Task to carry out –
Give back every entry exactly as it is written, but not the pictures.

START Exercise data

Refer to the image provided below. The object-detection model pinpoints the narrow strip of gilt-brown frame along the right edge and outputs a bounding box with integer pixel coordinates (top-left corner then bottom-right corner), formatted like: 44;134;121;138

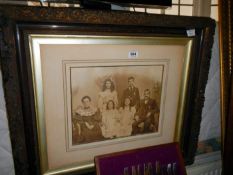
219;0;233;174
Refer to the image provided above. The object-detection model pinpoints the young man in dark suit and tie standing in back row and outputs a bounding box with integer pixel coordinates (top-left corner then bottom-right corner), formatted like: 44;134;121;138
122;77;140;110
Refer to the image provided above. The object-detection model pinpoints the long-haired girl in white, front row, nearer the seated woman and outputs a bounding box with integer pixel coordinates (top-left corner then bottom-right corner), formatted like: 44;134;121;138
101;100;120;138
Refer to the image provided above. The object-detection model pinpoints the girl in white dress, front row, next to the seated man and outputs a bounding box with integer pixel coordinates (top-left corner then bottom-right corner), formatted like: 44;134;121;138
118;97;136;137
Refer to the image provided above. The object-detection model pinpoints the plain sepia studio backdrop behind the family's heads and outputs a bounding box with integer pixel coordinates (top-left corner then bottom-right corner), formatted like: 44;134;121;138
71;65;163;111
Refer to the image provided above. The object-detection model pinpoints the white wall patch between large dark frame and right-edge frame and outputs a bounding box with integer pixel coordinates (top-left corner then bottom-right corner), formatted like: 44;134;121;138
199;24;221;141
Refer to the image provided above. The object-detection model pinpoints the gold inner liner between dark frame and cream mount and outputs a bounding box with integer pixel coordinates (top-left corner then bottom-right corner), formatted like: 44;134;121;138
29;34;193;175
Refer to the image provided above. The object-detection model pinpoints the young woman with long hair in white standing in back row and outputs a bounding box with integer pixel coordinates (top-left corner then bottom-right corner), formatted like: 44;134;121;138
98;79;118;112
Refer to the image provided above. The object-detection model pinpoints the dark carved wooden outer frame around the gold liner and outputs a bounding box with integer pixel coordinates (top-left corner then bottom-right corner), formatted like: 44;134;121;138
0;6;215;175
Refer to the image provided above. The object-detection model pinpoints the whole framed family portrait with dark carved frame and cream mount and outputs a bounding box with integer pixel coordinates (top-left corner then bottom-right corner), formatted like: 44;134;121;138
0;6;215;175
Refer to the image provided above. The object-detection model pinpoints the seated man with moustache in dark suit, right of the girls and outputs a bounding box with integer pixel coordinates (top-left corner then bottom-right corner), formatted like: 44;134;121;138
132;89;159;134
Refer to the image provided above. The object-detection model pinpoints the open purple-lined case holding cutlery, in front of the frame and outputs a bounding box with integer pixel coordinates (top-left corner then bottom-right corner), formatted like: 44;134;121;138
95;143;187;175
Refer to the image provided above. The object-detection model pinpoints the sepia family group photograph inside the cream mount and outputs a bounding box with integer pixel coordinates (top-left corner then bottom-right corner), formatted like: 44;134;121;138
70;64;164;145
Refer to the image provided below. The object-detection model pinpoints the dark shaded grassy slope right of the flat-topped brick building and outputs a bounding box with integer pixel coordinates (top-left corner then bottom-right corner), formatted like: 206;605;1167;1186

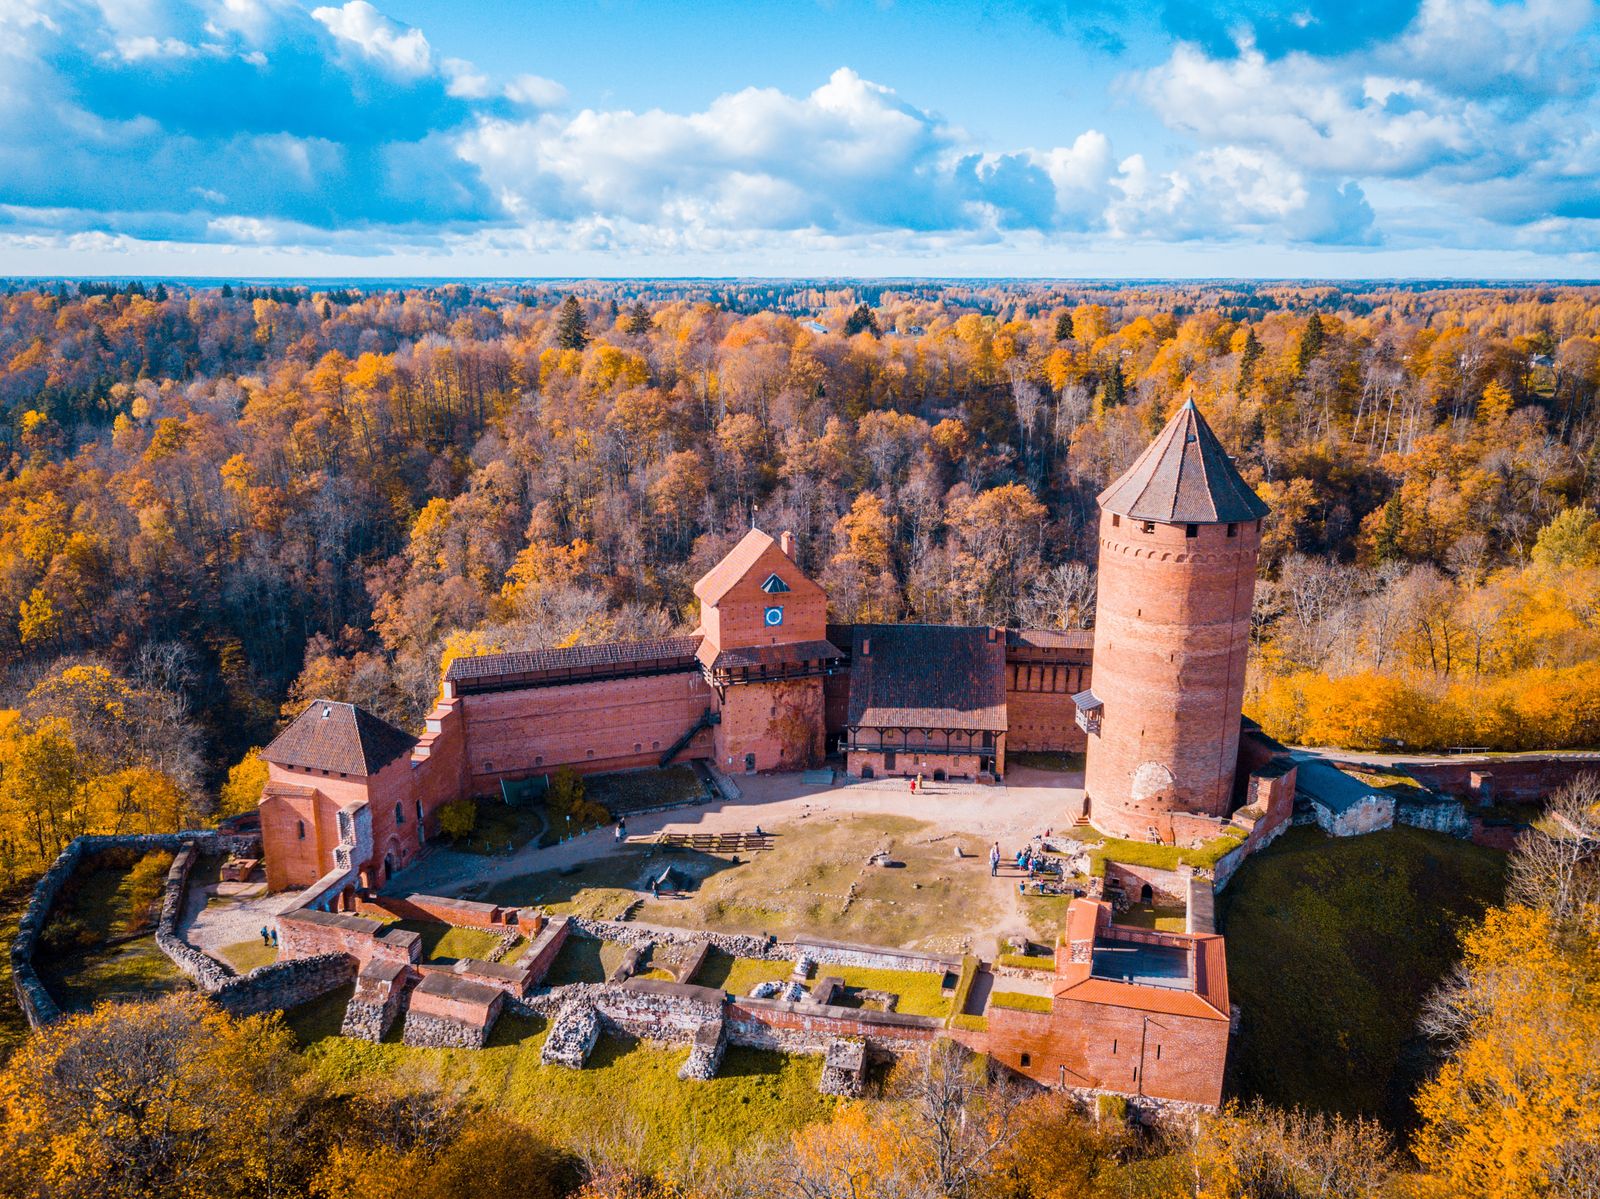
1219;826;1504;1130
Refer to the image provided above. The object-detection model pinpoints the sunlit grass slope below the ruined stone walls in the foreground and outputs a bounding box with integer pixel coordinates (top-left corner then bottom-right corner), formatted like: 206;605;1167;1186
288;988;835;1165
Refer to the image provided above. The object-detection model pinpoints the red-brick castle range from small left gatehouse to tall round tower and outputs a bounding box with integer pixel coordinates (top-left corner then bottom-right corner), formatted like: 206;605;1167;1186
259;402;1267;904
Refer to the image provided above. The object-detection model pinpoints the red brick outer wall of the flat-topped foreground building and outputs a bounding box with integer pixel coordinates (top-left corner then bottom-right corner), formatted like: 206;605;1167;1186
962;999;1227;1106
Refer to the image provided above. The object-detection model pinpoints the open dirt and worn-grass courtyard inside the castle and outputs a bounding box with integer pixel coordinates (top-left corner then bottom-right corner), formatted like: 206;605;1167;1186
389;768;1082;954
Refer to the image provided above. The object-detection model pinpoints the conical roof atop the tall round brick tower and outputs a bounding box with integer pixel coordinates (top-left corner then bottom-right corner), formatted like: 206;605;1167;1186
1099;400;1270;525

END Exercise data

Response area –
Refer to the image provided below. The object-detection model pinpoints the narrow strip of gilt-brown frame along the right edge and outputs a bounding box with integer pixel coordinates (top-left corner then bottom-right corner), formatted like: 44;134;121;138

219;0;233;174
Refer to the image provided above. The object-detection model pinpoints the young man in dark suit and tie standing in back row and outputs a bounding box with integer pixel coordinates (top-left corner then bottom-right corner), formatted like: 44;134;121;138
122;77;140;110
Refer to the image provided above. The object-detection model pinpoints the long-haired girl in white, front row, nearer the seated woman and outputs a bounding box with integer pixel coordinates (top-left corner then bottom-right corner), formatted like: 44;134;121;138
101;100;120;138
Refer to the image provided above. The object-detection model pinpoints the girl in white dress, front row, next to the seated man and outputs a bounding box with integer pixel coordinates (top-left corner then bottom-right corner), formatted like: 44;134;121;138
118;97;136;137
Refer to the image provided above. The object-detection model pinpoints the plain sepia studio backdrop behind the family's heads and outputs a bounding box with integer pixel coordinates (top-left corner then bottom-right corner), formatted like: 44;134;121;138
71;65;163;111
Refer to the image provided above. The object-detection model pinpoints the white wall patch between large dark frame and right-edge frame and outputs a bounding box with integer pixel coordinates (top-left corner then bottom-right corner), formatted like: 44;134;121;138
199;24;221;141
Refer to the image provided above. The object-detection model pinpoints the gold inner liner between dark frame and cream mount and outputs a bounding box with integer pixel coordinates (top-left corner then bottom-right corner), formatted like: 44;134;121;138
29;34;193;175
Refer to the image provided above. The object-detection model pinpoints the young woman with long hair in white standing in back row and outputs a bounding box with integer pixel coordinates (top-left corner then bottom-right corner), formatted like: 44;134;121;138
98;79;118;112
Refer to the image provided above. The object-detection model pinpoints the dark carved wooden outer frame around the gold liner and outputs a bounding box with integer pixel coordinates (top-left corner then bottom-right corner), formatted like: 44;134;121;138
0;6;215;175
Refer to the image provided above. The object-detection model pinpoints the whole framed family portrait with dark carved frame and cream mount and outputs a bounding box with integer pixel coordinates (top-left corner then bottom-right corner), formatted like: 44;134;121;138
0;6;215;175
Refer to the image provided above. The object-detection model pinpoints the seated man with moustache in dark suit, right of the girls and outputs a bounding box with integer pixel coordinates (top-left corner then bottom-right corner), formatted like: 44;134;121;138
132;89;159;134
Refer to the image provided above. The object-detection model pinpoints the open purple-lined case holding cutlery, in front of the frame and outputs a bounding box with integer pixel coordinates (top-left corner then bottom-right corner), formatted like: 44;134;121;138
95;143;187;175
Refer to the image provided above. The object-detection model pinpoints the sepia family group photograph inside the cream mount and outputs a bounding box with integer pixel coordinates (top-left corner then bottom-right corner), formatted like: 44;134;121;138
70;64;164;145
Refer to the image provided below. The object-detection model pinpoints the dark shaded grassy slope right of the flat-topped brick building and outputs a bounding box with integer pixel coordinates (top-left corner then bottom-right corner), formatted like: 206;605;1167;1186

1219;826;1504;1130
Refer to the image provided above. The object-detection model pinpoints the sunlit grass slope below the ruined stone walls in the foreground and outputs a bounding box with integer pixel coordinates (top-left corner then bottom-right corner), formatted like: 206;605;1167;1186
288;988;835;1165
Refer to the image provided above. The object-detection model pinpoints the red-brick castle range from small left gatehouse to tall round tower and outputs a bounding box with integer pixel coordinates (top-left corner then bottom-right corner), formatted like: 206;605;1167;1186
259;402;1267;904
Refer to the image provided above. The object-detection model pinpoints the red brick outer wall of the flat-topped foreground building and outputs a bounding box with integer pixel coordinates (top-left corner then bottom-right corner), formatted like: 206;605;1167;1186
962;999;1227;1106
Refer to the image provided above. The object-detection model pinpoints the open dirt and worn-grass courtyard inside the castle and outputs a bounding box with integer pixel coordinates (top-left corner then bottom-right corner), formatted like: 206;605;1167;1186
389;768;1082;954
Refer to the image provided above. The object-detection model pinpoints the conical roof atop the tall round brick tower and outputs a bounding box with integer pixel coordinates (top-left corner then bottom-right corner), formatted like: 206;605;1167;1186
1099;400;1270;525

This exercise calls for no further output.